— start of Provided material —

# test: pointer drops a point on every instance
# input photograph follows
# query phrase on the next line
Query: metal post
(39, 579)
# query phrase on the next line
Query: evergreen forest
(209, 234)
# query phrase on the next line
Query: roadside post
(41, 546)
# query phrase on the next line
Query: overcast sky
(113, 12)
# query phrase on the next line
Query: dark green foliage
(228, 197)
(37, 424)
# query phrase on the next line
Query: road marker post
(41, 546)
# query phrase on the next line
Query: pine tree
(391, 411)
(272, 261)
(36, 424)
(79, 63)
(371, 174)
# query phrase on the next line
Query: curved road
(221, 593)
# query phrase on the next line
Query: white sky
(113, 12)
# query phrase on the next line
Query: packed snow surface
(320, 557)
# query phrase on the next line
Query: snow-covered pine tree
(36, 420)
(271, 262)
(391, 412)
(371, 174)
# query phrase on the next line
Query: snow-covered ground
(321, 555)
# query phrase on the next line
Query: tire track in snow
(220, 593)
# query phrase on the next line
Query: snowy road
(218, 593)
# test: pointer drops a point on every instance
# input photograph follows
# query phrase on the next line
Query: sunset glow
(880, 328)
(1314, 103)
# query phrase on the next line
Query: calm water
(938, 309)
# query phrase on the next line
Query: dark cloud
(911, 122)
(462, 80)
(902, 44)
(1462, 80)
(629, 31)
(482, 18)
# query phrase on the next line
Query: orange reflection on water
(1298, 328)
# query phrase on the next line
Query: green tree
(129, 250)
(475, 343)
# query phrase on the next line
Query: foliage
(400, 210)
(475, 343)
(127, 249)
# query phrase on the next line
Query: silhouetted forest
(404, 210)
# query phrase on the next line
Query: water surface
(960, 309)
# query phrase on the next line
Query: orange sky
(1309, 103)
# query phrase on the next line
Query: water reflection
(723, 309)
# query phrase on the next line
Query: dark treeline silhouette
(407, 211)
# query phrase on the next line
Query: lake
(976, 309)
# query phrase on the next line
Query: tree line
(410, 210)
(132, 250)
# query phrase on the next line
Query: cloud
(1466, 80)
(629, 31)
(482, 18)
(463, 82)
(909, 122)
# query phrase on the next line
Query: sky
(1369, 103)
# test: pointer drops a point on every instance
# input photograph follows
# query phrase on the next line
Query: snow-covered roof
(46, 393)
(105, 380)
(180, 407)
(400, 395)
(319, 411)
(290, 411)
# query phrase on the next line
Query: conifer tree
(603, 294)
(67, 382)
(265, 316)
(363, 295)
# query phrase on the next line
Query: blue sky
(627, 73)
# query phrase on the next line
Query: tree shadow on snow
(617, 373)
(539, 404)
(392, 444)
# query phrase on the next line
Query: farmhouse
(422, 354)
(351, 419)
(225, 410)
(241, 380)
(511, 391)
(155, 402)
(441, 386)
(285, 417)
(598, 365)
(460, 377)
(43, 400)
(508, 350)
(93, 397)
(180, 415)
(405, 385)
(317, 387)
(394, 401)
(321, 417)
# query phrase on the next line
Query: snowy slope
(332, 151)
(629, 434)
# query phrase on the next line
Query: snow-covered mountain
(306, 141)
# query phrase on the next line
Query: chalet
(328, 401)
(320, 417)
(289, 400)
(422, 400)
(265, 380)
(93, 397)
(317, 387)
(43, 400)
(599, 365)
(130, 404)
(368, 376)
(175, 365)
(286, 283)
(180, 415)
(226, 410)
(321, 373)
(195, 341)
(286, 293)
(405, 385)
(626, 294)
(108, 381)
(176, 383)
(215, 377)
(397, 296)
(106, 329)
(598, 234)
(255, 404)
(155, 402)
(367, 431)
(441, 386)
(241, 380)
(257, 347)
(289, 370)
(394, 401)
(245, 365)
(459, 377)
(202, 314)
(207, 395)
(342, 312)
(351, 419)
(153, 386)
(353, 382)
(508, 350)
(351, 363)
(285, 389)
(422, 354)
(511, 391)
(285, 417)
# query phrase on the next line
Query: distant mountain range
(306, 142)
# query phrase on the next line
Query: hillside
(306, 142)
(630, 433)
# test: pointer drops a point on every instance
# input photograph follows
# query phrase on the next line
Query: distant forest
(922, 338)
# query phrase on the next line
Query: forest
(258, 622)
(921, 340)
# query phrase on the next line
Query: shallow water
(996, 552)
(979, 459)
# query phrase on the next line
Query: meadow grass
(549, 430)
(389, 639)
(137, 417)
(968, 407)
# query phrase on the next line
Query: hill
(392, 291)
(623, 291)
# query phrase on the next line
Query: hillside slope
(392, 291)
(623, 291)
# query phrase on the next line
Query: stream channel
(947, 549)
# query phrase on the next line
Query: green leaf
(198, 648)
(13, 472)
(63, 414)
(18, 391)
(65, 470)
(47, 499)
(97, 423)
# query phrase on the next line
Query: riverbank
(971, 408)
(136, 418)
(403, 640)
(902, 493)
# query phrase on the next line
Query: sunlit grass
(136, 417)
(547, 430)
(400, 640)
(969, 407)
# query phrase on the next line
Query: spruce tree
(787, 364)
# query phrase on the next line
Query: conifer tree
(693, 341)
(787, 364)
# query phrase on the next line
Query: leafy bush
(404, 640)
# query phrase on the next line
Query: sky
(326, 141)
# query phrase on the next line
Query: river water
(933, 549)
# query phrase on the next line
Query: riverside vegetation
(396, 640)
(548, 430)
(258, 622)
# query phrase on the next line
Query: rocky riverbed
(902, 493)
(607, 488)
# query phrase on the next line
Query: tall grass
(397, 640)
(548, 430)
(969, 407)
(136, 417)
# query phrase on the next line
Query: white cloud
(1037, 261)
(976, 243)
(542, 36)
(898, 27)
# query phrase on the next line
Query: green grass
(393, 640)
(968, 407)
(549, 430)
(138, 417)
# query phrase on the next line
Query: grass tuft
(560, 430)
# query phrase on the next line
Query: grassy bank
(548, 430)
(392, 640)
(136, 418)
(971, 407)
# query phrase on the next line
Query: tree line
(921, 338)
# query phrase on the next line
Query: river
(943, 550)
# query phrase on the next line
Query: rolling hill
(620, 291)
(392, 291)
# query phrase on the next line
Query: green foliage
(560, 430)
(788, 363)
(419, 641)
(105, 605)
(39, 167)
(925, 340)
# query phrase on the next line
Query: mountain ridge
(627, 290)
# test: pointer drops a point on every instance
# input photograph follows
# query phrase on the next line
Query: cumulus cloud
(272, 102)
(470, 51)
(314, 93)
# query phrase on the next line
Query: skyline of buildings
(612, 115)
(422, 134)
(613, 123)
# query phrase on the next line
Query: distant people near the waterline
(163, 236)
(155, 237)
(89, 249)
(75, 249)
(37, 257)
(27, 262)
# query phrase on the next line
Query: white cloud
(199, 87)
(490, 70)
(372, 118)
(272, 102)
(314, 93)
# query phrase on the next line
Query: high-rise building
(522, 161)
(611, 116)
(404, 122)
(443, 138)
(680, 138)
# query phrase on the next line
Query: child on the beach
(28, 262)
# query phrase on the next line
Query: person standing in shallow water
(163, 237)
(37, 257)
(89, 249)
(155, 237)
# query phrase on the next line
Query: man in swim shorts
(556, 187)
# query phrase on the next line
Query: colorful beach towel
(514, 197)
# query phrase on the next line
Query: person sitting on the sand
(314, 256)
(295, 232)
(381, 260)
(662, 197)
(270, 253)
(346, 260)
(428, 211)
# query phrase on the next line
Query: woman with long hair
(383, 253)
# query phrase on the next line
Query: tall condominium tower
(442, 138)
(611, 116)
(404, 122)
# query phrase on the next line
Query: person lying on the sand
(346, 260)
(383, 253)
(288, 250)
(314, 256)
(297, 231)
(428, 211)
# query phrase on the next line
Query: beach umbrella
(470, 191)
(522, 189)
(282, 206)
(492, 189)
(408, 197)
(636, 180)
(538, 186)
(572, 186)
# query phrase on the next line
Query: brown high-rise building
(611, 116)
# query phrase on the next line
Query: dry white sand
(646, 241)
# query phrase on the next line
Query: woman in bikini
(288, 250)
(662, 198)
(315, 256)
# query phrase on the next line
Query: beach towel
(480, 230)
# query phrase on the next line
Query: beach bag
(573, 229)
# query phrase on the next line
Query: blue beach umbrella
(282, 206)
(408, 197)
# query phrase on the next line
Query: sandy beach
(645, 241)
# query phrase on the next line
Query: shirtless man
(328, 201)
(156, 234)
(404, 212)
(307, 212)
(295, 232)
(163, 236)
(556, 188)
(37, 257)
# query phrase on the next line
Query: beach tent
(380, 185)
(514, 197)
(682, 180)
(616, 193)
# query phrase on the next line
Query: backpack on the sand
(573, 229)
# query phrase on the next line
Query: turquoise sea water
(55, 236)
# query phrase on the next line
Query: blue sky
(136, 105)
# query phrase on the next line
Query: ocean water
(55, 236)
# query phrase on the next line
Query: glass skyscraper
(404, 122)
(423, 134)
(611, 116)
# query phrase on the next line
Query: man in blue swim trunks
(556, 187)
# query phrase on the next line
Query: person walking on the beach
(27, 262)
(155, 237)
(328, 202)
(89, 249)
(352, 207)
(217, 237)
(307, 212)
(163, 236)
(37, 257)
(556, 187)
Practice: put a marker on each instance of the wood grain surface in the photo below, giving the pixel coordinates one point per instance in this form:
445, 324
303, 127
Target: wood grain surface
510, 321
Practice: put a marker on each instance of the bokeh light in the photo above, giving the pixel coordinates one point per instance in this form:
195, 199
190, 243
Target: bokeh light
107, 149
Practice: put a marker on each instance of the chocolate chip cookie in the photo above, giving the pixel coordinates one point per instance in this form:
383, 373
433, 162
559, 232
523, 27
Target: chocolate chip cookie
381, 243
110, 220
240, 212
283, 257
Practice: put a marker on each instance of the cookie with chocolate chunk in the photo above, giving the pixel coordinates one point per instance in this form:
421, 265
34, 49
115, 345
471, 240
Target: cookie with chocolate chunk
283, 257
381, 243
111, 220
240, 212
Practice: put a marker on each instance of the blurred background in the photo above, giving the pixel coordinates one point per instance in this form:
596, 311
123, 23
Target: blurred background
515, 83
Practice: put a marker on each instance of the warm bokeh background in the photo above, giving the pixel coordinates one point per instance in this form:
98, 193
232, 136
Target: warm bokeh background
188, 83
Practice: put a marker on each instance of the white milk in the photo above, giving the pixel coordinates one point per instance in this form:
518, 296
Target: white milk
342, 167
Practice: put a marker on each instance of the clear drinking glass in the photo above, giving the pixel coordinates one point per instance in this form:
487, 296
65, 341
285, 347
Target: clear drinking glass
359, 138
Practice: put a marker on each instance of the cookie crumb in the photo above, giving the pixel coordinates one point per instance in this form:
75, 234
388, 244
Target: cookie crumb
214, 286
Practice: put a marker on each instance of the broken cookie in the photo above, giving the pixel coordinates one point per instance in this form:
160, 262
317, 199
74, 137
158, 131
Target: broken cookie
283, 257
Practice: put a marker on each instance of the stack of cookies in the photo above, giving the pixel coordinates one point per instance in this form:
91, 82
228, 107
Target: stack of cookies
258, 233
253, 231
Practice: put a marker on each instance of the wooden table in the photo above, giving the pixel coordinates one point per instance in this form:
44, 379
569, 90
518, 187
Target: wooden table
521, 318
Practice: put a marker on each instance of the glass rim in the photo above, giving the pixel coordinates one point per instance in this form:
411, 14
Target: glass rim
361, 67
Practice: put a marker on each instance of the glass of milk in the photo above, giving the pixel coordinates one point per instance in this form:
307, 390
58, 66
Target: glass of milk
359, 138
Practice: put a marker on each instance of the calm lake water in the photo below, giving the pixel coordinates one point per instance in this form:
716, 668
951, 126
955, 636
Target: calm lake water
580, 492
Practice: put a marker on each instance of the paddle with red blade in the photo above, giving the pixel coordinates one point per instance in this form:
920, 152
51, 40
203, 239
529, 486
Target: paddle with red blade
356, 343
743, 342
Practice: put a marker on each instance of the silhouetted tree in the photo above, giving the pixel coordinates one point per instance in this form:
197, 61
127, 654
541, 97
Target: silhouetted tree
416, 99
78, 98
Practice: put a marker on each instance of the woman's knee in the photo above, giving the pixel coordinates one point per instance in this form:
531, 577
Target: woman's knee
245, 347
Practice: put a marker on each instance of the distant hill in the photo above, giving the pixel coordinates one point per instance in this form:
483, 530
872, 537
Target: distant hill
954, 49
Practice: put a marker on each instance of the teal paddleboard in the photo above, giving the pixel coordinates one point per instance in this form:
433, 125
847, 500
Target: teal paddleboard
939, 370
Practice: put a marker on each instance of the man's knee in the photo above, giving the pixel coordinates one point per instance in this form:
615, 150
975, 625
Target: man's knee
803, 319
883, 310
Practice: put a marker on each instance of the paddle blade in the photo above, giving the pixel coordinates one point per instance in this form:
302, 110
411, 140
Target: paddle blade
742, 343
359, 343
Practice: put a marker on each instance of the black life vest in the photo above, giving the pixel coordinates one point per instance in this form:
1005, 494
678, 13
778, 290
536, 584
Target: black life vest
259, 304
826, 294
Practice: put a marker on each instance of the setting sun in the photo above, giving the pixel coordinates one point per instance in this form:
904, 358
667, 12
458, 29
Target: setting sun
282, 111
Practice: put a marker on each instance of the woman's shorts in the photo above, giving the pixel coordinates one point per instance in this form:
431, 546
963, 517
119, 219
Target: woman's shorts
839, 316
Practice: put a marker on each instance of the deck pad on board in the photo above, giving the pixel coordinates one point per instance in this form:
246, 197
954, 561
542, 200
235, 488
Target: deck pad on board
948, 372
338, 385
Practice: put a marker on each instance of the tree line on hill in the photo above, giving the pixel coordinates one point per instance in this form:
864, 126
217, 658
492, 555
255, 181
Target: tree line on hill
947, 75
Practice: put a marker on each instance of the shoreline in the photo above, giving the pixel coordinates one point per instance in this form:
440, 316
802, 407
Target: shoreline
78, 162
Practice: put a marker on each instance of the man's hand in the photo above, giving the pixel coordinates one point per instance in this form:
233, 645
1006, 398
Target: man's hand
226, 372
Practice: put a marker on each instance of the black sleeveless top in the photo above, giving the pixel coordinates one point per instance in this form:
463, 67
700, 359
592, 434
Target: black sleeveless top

— end of Provided material —

Everything from the line containing "Practice: put a marker on each instance of the tree" through the last line of the records must be given again exactly; leave out all other lines.

### Exercise output
Practice: put a marker on each instance of the tree line on hill in the photo above, giving the pixel coordinates one point per instance in this form:
864, 126
217, 658
492, 555
255, 181
Target: tree line on hill
947, 75
Practice: put a marker on each instance of the shoreline in the photo above, giving the pixel coordinates one point per instance in this form:
440, 316
802, 407
Target: shoreline
78, 162
Practice: put a marker on each instance of the man's hand in the photo above, giving the pixel coordinates one point per instance in this form:
233, 645
1006, 398
Target: man's hand
226, 372
Practice: put a marker on each instance of the black sleeveless top in the photo above, giving the pixel coordinates one point per instance in this form:
463, 67
700, 359
592, 434
Target: black sleeveless top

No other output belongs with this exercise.